### Testo fornito
+++
Ingiusta detenzione e responsabilità disciplinare dei magistrati 13 luglio 2020 |
Indice |
Contenuto della proposta di legge|Relazioni allegate o richieste|Necessità dell'intervento con legge|Rispetto delle competenze legislative costituzionalmente definite| |
La proposta di legge AC 2514, all'esame della Commissione, concernente l'obbligo di trasmissione agli organi titolari dell'azione disciplinare nei riguardi dei magistrati, delle sentenze che accolgono le domande di riparazione per ingiusta detenzione . Introduce inoltre un nuovo illecito disciplinare dei magistrati nell'esercizio delle funzioni.
Il provvedimento in esame riproduce - aggiungendovi tuttavia la disposizione concernente l'illecito disciplinare - il testo della proposta di legge AC 1206 (Costa), respinta dall'Assemblea della Camera il 2 luglio 2019.
Contenuto della proposta di leggeL'articolo 1 della proposta di legge modifica il codice di procedura penale per prevedere la trasmissione, al Ministro della Giustizia e al Procuratore generale presso la Cassazione, delle sentenze di accoglimento della domanda di riparazione per ingiusta detenzione. Il fine è dunque quello di agevolare la conoscenza delle stesse sentenze da parte di tali soggetti. Questi infatti, in base a quanto già previsto dalla normativa vigente, devono valutare se l'applicazione della custodia cautelare sia avvenuta contra legem e sia stata determinata da una negligenza grave e inescusabile, tale da consentire l'esercizio dell'azione disciplinare nei confronti del magistrato.
+++
### Problema posto 1
Aggiorna tutte le righe sostituendo "agriculture scouting" con "crop monitoring" e lasciando invariato il resto. Per favore, escludi le immagini dalla risposta.
Il testo e le righe non hanno alcun legame tra loro.

### Righe da elaborare
+++
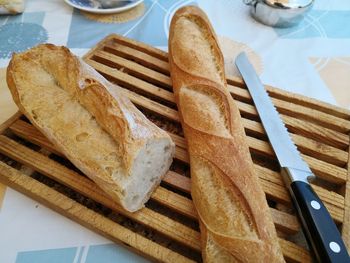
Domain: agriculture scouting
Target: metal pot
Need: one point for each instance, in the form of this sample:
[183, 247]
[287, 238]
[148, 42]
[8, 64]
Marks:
[279, 13]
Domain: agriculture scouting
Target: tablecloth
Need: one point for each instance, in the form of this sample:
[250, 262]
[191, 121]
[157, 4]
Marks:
[312, 59]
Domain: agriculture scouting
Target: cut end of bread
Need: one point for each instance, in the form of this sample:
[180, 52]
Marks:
[80, 124]
[150, 165]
+++
### Problema posto 2
Nel testo fornito, in quale data l'Assemblea della Camera ha respinto la proposta di legge AC 1206?

### Risposta all'esercizio 1
Domain: crop monitoring
Target: metal pot
Need: one point for each instance, in the form of this sample:
[183, 247]
[287, 238]
[148, 42]
[8, 64]
Marks:
[279, 13]
Domain: crop monitoring
Target: tablecloth
Need: one point for each instance, in the form of this sample:
[250, 262]
[191, 121]
[157, 4]
Marks:
[312, 59]
Domain: crop monitoring
Target: cut end of bread
Need: one point for each instance, in the form of this sample:
[180, 52]
Marks:
[80, 124]
[150, 165]

### Risposta all'esercizio 2
Il 2 luglio 2019.